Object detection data
********************
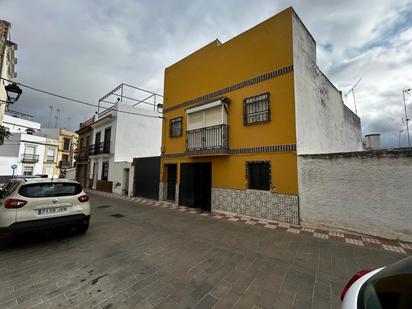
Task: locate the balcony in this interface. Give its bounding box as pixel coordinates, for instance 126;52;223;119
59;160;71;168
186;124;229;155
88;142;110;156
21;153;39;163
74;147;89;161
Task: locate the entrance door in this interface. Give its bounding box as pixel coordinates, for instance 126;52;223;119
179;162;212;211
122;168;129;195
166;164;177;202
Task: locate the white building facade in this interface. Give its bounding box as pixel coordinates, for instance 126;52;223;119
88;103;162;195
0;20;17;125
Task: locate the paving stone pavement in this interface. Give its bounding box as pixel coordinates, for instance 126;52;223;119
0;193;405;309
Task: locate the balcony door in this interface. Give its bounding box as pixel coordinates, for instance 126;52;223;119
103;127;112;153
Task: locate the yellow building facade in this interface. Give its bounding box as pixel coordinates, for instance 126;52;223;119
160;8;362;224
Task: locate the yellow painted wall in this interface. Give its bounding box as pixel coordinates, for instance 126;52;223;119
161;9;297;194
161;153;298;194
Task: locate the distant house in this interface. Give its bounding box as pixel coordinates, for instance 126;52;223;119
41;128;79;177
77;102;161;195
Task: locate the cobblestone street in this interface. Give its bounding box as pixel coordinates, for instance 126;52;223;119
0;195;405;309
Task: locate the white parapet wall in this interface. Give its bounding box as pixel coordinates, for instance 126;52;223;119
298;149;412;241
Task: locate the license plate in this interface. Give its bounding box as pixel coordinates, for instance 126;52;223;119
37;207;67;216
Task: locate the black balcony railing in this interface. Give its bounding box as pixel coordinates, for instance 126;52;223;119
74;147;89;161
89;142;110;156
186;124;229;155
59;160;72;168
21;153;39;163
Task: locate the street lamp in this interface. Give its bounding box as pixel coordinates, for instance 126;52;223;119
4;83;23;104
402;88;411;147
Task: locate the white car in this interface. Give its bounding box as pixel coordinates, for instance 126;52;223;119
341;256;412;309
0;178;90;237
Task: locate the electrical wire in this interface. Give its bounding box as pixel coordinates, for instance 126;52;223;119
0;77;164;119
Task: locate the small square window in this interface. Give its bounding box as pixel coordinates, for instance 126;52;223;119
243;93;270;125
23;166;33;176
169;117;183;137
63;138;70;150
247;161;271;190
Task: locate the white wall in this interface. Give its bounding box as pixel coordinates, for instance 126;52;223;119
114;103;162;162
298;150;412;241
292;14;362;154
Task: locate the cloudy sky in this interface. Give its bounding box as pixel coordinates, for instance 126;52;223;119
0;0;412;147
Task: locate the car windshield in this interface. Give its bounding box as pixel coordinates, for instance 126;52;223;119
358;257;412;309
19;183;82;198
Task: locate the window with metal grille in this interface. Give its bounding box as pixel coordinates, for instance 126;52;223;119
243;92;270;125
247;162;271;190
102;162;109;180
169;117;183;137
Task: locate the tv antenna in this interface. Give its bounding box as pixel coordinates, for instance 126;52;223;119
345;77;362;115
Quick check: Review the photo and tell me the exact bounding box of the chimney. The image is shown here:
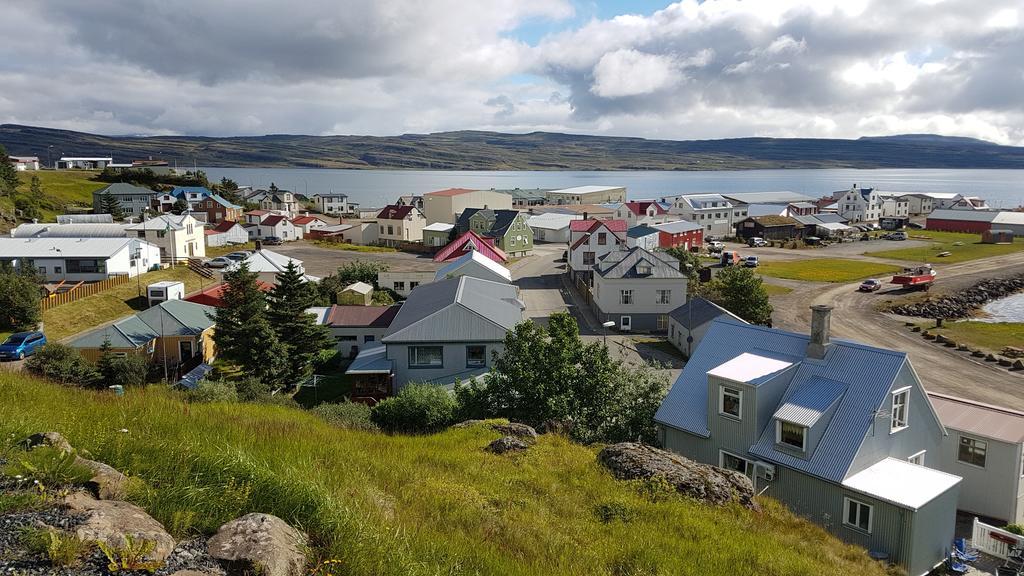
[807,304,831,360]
********************
Goal -> Rewrite the listing from the line that contains "Task: locate the white wall" through the end of the listing, renaming "interface" to "scene" throughout and leaving everything else unchanged. Omit the pictures from your answer.

The output ->
Task: locate the white wall in this scene. Give its bounding box as pixel coordinates, for instance 126;52;223;119
114;103;162;162
298;150;412;241
292;14;362;154
Task: locate the cloudy sky in this scene. Give its bounding box as pixel coordinates, for instance 126;52;223;119
0;0;412;147
Task: locate the car windshield in this scene. Give its bounding box as pixel coordinates, for instance 126;52;223;119
358;257;412;309
19;183;82;198
Task: locate the window with metal grille in this scene. Give its bounding box as pixel coordinates, for instance 126;52;223;119
243;92;270;125
247;162;271;190
102;162;109;180
169;117;183;137
Task: locate the tv antenna in this scene. Give its bounding box as pixel coordinates, for instance 126;52;223;119
345;77;362;115
Quick check: Review the photo and tell me the exact bounding box of the chimney. The image is shown here:
[807,304,831,360]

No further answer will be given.